- Tasks for this exercise:
A. Please transcribe part of the commentary on Turkey's regional role, beginning at the words "One should not" and stopping after "Baghdad and Damascus.".
B. Write the next part of the commentary on Turkey's regional role, picking up after its last sentence.

- Article:
-------------------------

One should not underestimate Turkey’s role in the region, knowing that Turkish President Recep Tayyip Erdogan is obsessed with restoring the former glory of the Ottoman Empire. Still, the open questions will always be: Does Turkey really have the means to pursue Erdogan’s foreign adventures currently supported by Qatari money? What will happen when this money runs out one?

The answer is simply that the Turkish president is behaving in a manner characteristic of leaders whose minds have become unstable. It won’t come as a surprise to discover that he is afflicted with the same megalomania that has touched Iran since 1979. Until now, the regime in Tehran believes that it could play the role of the dominant power in the region and persists in its dream of establishing the Persian crescent that links Tehran to Beirut, via Baghdad and Damascus.

-------------------------

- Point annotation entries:
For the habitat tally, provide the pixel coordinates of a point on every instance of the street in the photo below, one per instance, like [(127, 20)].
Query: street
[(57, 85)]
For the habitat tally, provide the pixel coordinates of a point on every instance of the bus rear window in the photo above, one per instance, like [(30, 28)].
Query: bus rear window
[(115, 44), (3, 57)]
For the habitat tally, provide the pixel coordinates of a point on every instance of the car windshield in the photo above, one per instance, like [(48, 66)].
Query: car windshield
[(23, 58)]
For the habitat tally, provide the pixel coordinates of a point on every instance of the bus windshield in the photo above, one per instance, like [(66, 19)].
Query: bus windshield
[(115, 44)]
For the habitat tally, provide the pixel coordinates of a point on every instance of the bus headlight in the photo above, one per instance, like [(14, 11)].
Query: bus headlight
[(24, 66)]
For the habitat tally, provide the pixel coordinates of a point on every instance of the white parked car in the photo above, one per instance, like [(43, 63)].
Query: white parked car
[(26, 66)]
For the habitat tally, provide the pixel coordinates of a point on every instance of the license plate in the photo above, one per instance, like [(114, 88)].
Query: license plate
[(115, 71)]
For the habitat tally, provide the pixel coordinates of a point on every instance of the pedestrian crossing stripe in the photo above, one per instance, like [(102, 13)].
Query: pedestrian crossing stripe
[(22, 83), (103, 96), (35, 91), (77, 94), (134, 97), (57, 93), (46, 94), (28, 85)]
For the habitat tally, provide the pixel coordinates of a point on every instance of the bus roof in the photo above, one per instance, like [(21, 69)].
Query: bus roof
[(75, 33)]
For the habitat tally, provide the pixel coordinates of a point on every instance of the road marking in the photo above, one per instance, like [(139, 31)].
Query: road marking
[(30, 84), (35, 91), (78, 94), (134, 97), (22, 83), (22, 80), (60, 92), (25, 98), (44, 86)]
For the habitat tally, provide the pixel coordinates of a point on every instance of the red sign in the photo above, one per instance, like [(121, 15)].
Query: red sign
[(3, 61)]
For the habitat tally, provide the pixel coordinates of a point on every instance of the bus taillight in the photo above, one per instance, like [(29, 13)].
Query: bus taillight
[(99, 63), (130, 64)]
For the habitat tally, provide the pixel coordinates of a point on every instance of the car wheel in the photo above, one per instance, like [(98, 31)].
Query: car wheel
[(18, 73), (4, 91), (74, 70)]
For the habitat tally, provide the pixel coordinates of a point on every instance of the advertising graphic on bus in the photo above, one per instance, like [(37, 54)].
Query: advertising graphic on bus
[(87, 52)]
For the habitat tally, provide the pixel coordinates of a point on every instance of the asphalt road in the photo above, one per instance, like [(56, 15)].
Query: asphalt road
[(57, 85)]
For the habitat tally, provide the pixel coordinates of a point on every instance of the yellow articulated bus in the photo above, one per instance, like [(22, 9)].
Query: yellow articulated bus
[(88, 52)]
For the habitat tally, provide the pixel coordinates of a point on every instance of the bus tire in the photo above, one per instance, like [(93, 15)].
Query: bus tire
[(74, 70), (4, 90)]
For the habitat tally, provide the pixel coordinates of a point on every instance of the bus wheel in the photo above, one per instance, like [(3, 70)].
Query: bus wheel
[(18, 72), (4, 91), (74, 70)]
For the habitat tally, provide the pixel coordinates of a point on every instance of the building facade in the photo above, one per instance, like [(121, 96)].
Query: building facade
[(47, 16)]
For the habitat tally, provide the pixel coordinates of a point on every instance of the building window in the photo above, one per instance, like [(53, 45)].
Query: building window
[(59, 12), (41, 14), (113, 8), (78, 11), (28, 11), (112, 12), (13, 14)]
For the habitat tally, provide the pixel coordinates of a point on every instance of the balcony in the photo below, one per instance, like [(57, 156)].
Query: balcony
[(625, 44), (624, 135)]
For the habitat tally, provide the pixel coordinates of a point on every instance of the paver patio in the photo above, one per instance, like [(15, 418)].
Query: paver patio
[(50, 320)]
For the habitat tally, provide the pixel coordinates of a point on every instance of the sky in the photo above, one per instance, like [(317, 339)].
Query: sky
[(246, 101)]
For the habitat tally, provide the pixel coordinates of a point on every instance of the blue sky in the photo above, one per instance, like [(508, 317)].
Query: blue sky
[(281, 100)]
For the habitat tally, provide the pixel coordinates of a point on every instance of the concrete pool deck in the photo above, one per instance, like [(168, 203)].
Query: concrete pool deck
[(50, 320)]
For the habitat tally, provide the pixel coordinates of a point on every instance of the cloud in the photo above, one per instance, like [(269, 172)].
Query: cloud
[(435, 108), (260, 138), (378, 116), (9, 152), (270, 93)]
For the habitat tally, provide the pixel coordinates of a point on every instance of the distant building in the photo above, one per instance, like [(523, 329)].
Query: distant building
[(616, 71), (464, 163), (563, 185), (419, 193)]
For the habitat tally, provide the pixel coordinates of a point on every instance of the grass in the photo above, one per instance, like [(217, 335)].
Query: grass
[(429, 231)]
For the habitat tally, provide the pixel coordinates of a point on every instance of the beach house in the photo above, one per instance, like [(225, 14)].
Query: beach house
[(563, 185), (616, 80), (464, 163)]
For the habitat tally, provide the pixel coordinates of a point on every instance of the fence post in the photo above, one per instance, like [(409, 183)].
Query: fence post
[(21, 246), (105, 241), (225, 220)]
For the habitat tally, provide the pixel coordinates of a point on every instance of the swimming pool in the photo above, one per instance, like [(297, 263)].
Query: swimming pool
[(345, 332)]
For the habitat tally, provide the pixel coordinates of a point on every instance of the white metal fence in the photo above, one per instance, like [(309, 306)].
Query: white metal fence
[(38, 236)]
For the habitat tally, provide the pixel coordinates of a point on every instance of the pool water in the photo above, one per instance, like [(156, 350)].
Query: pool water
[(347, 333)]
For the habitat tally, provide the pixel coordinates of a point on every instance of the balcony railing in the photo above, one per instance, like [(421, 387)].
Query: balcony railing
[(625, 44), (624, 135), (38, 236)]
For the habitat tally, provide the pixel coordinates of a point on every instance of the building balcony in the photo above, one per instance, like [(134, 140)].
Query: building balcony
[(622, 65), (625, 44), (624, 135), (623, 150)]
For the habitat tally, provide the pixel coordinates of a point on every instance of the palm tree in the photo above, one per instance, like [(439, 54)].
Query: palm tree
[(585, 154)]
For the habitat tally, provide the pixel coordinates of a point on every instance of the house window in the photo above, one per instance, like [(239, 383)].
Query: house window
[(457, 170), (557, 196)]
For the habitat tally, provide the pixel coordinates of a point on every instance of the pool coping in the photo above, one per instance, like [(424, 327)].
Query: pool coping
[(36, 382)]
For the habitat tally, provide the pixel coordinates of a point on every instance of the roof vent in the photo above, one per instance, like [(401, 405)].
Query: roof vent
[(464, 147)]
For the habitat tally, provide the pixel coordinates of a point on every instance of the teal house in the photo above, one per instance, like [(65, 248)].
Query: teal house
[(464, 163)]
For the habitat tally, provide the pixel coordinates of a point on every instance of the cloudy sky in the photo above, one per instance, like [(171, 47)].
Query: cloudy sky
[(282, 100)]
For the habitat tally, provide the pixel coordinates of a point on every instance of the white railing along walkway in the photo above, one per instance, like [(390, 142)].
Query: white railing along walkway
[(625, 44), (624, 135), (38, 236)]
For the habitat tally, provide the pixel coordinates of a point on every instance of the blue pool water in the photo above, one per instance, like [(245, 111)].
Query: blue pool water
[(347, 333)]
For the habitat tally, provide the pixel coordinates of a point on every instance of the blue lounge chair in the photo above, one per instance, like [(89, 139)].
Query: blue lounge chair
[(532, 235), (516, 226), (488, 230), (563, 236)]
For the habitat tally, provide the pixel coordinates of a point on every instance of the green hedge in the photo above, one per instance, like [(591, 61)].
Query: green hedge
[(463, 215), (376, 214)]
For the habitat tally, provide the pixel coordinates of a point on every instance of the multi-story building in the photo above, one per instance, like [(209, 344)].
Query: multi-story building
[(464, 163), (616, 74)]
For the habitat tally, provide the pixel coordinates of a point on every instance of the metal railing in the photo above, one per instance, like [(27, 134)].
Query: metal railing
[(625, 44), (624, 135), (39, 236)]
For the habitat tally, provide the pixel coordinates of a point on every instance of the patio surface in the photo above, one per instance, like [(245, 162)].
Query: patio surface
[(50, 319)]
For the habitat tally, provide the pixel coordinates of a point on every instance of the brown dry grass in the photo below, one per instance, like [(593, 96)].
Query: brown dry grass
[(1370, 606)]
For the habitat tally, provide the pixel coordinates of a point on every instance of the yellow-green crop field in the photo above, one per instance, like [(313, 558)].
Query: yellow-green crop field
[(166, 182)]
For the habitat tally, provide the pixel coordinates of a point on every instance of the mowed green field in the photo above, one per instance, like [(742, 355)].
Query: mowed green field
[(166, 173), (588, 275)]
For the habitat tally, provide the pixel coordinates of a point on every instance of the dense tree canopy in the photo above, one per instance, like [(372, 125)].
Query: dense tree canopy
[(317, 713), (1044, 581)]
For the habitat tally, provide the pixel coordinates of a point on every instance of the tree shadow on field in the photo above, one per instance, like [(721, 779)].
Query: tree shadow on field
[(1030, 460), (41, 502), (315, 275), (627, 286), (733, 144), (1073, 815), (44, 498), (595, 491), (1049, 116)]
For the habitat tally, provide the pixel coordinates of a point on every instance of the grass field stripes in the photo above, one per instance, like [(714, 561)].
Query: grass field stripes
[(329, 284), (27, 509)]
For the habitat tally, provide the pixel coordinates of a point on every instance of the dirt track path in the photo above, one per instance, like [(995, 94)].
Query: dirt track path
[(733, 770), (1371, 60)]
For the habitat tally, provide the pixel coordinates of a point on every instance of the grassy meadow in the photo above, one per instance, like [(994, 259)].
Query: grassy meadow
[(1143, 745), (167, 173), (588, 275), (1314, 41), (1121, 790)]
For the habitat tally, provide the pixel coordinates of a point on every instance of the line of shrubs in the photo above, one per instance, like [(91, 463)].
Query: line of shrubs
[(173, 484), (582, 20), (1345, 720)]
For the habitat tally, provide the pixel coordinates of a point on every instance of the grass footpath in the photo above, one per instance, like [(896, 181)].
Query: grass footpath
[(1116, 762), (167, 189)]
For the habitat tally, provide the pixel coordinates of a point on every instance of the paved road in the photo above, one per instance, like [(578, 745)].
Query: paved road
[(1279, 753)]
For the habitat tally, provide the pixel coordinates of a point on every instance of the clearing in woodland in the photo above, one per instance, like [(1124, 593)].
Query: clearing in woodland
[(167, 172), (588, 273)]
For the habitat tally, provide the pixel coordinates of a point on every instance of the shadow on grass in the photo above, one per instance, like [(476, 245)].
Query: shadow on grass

-------------------------

- Exercise answers:
A.
One should not underestimate Turkey’s role in the region, knowing that Turkish President Recep Tayyip Erdogan is obsessed with restoring the former glory of the Ottoman Empire. Still, the open questions will always be: Does Turkey really have the means to pursue Erdogan’s foreign adventures currently supported by Qatari money? What will happen when this money runs out one?

The answer is simply that the Turkish president is behaving in a manner characteristic of leaders whose minds have become unstable. It won’t come as a surprise to discover that he is afflicted with the same megalomania that has touched Iran since 1979. Until now, the regime in Tehran believes that it could play the role of the dominant power in the region and persists in its dream of establishing the Persian crescent that links Tehran to Beirut, via Baghdad and Damascus.

B.
And that is not all of Iran’s ambitions. On September 21, 2014, Tehran celebrated the fall of Sana’a into its hands after the Yemini capital was overrun by the Houthis. In the final analysis, the latter are nothing more than one of the sectarian militias managed by the Islamic Revolutionary Guard Corps (IRGC), specifically by the Quds brigade that was under the command of Qassem Soleimani before his demise at American hands on January 3, 2020.

Erdogan’s moves outside Turkey’s borders are also not far removed from marking the 100th anniversary of the San Remo Conference of April 1920, which ended in dividing the Ottoman Middle East, under the supervision of the League of Nations (the international organisation that existed before the end of World War II), between Britain and France. Following that conference that practically killed the Ottoman Empire, Turkey turned its attention to its internal affairs and soon became a secularist republic led by Mustafa Kemal Ataturk.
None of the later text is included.